Source data:

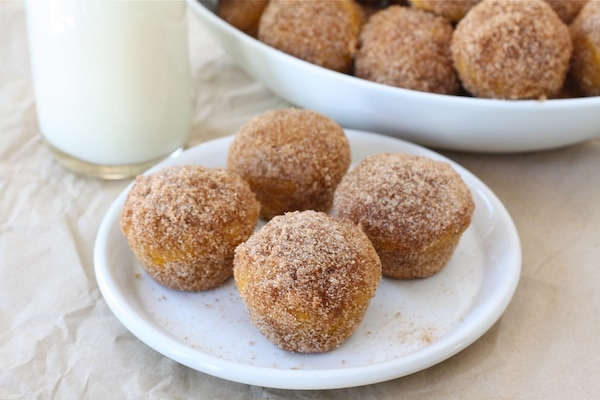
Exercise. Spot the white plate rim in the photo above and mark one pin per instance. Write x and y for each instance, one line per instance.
(474, 325)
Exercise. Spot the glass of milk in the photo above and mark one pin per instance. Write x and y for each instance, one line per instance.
(112, 82)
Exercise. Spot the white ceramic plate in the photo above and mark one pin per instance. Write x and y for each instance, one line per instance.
(450, 122)
(408, 326)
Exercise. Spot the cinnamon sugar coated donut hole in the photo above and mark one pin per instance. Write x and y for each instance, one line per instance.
(293, 160)
(408, 48)
(320, 32)
(512, 49)
(585, 63)
(307, 279)
(183, 224)
(414, 210)
(454, 10)
(242, 14)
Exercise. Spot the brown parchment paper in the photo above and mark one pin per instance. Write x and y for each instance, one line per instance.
(58, 338)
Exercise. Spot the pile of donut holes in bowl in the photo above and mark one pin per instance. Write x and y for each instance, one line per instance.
(458, 121)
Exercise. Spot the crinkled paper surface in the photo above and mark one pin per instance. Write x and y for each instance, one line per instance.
(58, 338)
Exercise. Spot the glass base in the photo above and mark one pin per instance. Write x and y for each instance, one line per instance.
(109, 172)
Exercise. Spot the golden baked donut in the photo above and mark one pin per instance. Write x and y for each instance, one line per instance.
(454, 10)
(414, 210)
(512, 49)
(242, 14)
(320, 32)
(408, 48)
(306, 279)
(293, 159)
(585, 63)
(183, 224)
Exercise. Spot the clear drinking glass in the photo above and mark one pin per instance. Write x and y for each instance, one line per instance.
(112, 82)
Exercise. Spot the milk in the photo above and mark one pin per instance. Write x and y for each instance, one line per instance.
(111, 78)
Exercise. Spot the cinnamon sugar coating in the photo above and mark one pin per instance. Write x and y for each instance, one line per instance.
(512, 49)
(320, 32)
(585, 63)
(242, 14)
(183, 224)
(454, 10)
(408, 48)
(414, 210)
(293, 159)
(307, 279)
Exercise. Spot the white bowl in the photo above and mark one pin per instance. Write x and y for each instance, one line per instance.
(441, 121)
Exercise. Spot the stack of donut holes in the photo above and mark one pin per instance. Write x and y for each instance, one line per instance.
(501, 49)
(331, 232)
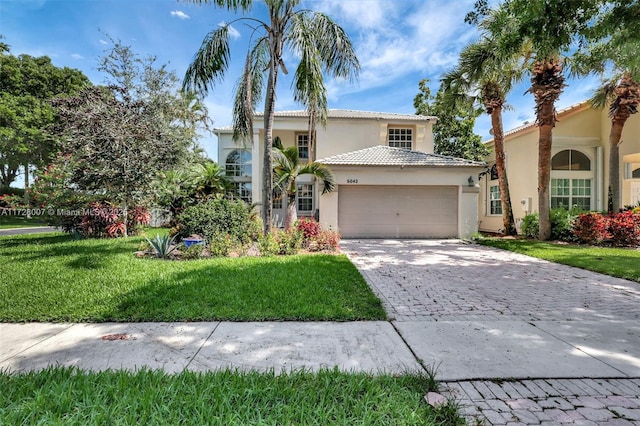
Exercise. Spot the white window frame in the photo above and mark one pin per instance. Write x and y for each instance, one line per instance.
(400, 137)
(305, 193)
(495, 201)
(302, 143)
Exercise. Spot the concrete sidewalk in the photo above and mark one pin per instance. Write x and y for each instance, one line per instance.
(457, 350)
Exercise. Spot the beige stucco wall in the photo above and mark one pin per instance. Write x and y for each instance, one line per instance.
(468, 200)
(584, 129)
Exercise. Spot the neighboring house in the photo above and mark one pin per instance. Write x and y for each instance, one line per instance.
(389, 182)
(580, 166)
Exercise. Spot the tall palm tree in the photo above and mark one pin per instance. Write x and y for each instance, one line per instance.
(485, 76)
(622, 94)
(321, 43)
(551, 27)
(287, 169)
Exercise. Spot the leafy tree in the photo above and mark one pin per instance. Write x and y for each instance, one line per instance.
(322, 45)
(28, 84)
(287, 169)
(121, 135)
(551, 28)
(453, 132)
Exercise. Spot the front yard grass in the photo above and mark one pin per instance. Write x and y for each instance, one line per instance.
(10, 222)
(616, 262)
(69, 396)
(52, 277)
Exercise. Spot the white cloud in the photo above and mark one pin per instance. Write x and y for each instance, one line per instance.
(180, 14)
(233, 33)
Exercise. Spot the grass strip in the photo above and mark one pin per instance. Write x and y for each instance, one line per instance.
(73, 397)
(616, 262)
(51, 277)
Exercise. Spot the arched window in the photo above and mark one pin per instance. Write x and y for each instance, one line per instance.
(239, 163)
(570, 159)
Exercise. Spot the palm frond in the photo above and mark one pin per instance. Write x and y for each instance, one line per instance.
(249, 91)
(334, 46)
(209, 63)
(604, 94)
(234, 5)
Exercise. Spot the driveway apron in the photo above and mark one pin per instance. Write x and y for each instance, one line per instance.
(517, 339)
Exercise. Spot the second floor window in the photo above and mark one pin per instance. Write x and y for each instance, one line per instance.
(303, 145)
(401, 138)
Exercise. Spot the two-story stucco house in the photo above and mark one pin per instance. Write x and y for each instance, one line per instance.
(389, 182)
(579, 166)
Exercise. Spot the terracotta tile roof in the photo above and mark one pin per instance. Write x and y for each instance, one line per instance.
(353, 114)
(528, 126)
(387, 156)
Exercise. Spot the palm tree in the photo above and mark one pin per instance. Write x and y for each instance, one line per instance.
(551, 28)
(210, 179)
(322, 45)
(622, 93)
(287, 169)
(484, 76)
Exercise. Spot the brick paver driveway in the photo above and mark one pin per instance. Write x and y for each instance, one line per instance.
(449, 285)
(452, 279)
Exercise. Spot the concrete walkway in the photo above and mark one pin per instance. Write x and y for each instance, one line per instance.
(516, 340)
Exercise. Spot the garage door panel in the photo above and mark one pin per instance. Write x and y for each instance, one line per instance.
(398, 211)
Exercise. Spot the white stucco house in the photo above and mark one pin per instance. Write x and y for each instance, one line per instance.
(389, 182)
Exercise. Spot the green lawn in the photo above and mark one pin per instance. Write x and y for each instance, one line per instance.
(11, 221)
(51, 277)
(72, 397)
(617, 262)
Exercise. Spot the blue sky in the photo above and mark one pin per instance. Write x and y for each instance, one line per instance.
(398, 42)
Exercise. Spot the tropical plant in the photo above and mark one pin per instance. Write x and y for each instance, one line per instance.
(287, 169)
(483, 75)
(551, 28)
(162, 245)
(322, 45)
(453, 133)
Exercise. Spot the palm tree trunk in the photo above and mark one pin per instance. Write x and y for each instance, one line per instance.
(544, 178)
(505, 196)
(547, 84)
(267, 184)
(617, 124)
(292, 213)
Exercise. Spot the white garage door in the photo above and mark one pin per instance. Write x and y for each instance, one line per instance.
(398, 211)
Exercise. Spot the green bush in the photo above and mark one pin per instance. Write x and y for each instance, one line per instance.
(220, 216)
(531, 225)
(280, 242)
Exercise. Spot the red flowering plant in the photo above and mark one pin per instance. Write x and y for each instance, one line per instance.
(591, 228)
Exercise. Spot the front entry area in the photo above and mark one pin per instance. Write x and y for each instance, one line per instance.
(390, 211)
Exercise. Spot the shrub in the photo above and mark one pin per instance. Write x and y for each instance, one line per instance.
(309, 229)
(195, 251)
(624, 228)
(162, 246)
(591, 228)
(217, 216)
(220, 244)
(562, 223)
(531, 225)
(279, 242)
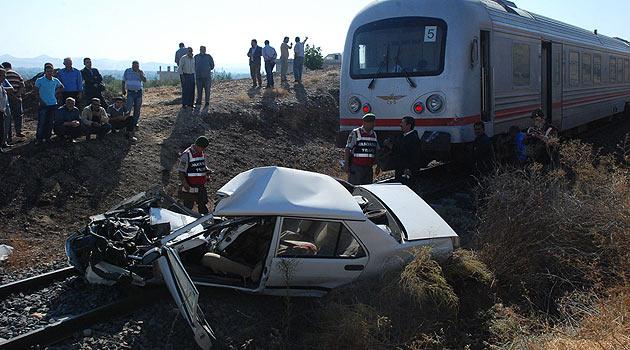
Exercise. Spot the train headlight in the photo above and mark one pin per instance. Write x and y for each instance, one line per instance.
(354, 104)
(418, 108)
(435, 103)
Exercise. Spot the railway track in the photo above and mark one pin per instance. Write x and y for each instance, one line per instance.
(57, 331)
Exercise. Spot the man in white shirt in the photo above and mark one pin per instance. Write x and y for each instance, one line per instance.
(284, 58)
(269, 55)
(298, 59)
(4, 106)
(187, 75)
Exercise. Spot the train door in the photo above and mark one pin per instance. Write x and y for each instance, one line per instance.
(556, 85)
(546, 80)
(486, 82)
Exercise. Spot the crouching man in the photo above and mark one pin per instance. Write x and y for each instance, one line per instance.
(194, 174)
(120, 118)
(67, 124)
(95, 120)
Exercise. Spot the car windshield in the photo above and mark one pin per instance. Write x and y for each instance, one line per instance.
(398, 47)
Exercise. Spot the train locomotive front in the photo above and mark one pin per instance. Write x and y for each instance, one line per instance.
(414, 58)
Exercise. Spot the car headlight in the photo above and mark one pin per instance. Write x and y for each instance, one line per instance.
(354, 104)
(435, 103)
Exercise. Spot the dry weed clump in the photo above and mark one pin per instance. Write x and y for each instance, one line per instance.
(414, 307)
(548, 232)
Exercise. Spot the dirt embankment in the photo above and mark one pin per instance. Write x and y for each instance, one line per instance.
(47, 192)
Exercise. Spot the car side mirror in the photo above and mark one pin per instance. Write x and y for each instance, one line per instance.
(474, 53)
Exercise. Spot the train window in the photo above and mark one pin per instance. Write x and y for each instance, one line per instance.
(520, 65)
(574, 68)
(597, 69)
(586, 69)
(399, 47)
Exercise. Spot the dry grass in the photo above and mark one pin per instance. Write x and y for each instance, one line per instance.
(242, 97)
(548, 232)
(413, 308)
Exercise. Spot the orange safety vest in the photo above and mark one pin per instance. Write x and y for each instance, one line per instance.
(196, 171)
(364, 150)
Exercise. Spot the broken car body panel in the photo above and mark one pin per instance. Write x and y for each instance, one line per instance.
(274, 231)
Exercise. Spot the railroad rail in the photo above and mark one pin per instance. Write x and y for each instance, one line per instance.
(34, 282)
(65, 328)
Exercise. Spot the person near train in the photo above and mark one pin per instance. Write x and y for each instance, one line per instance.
(517, 143)
(482, 148)
(405, 152)
(193, 174)
(541, 139)
(360, 152)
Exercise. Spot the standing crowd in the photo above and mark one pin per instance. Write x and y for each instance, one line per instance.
(267, 53)
(71, 103)
(405, 156)
(194, 70)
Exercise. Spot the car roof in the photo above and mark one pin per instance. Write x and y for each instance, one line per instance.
(287, 192)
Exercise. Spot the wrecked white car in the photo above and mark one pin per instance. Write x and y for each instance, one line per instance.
(273, 231)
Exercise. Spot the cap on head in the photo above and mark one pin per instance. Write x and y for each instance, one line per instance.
(369, 117)
(202, 142)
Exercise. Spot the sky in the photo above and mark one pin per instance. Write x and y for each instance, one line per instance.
(150, 30)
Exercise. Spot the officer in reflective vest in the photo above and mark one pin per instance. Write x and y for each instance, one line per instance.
(360, 153)
(194, 174)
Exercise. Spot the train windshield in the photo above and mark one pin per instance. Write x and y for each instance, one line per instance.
(398, 47)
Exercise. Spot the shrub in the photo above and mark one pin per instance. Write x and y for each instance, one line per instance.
(313, 58)
(548, 232)
(408, 308)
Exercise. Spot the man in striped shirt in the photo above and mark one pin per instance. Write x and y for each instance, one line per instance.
(15, 100)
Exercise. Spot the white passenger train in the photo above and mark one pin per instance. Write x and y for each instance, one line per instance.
(451, 63)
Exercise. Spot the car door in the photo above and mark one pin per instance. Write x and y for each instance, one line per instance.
(186, 296)
(314, 256)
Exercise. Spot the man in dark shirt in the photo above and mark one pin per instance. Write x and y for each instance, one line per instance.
(405, 152)
(255, 54)
(204, 64)
(483, 152)
(67, 123)
(120, 118)
(92, 83)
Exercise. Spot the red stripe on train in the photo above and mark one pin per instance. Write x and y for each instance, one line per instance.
(419, 121)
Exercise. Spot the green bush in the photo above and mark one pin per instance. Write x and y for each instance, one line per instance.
(313, 58)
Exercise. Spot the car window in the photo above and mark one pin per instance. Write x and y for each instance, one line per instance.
(315, 238)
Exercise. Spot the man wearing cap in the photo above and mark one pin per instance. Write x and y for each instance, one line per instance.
(361, 151)
(67, 123)
(194, 174)
(95, 120)
(120, 118)
(47, 88)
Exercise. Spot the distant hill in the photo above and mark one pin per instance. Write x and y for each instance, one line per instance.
(102, 64)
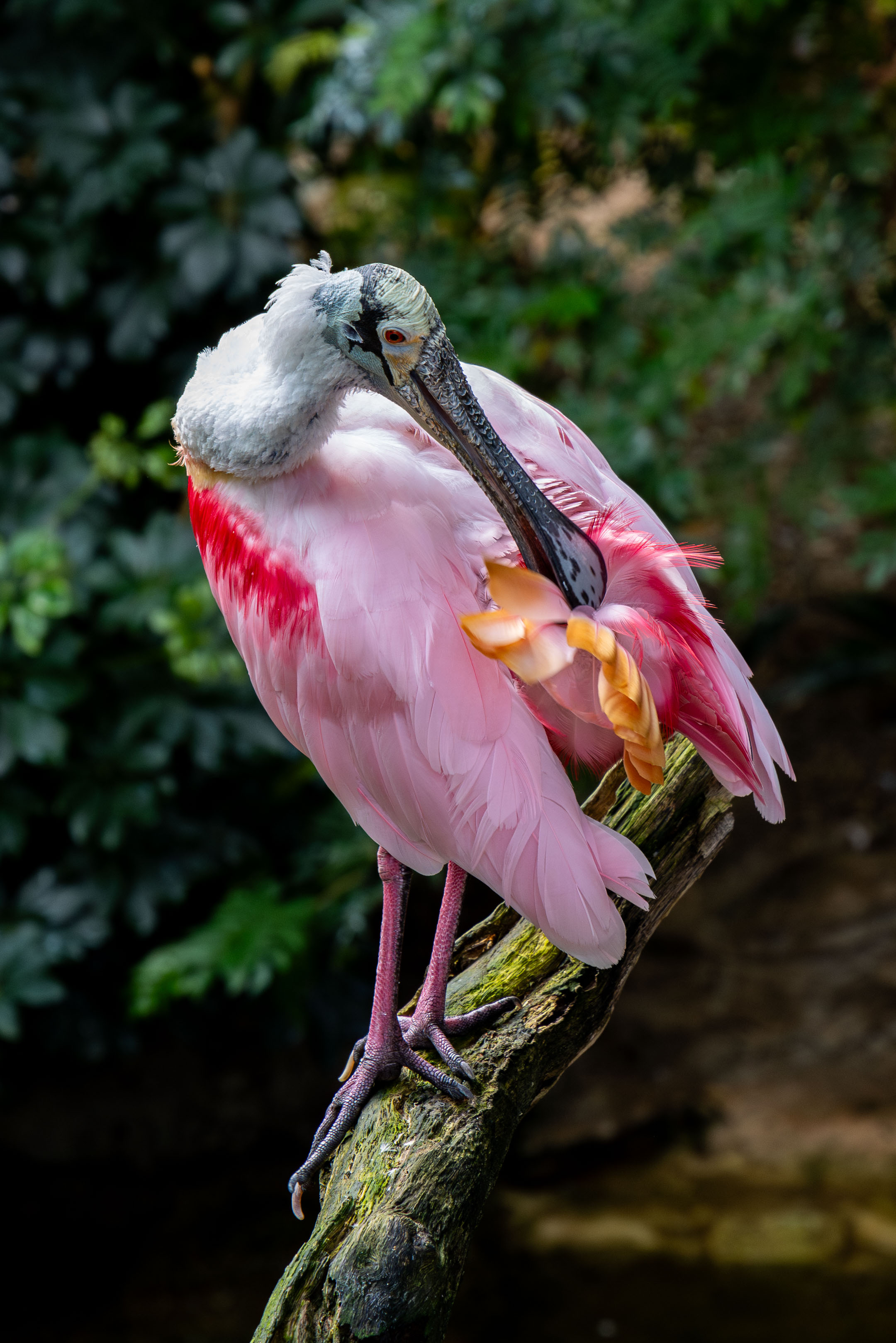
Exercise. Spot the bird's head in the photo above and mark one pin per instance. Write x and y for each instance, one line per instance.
(378, 328)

HOW TO COMPLETE THIS TASK:
Return nothing except the lines from the one containing "Exercise. Spot the distant" through the final line of the data, copied exactly. Leave out all pictures.

WRITTEN SOLUTION:
Exercise. Spot the distant hill in the photo above and mark one pin per instance. Write x and y for each instance, one line per instance.
(102, 64)
Exercise. Spot the bird's head in the photo above and mark one pin per instance. Write x and y for each instance, one line per instance.
(378, 328)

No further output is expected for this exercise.